_SOURCE DATA_.
---
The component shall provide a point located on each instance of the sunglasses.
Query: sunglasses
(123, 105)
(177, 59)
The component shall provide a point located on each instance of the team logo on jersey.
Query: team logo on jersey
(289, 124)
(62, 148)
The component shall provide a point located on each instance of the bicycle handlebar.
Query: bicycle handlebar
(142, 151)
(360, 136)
---
_WORK TO COMPLETE_. Check each line of the records for the string "instance" and state how many lines contain it. Give only the number.

_REPLY TO THE TASK_. 3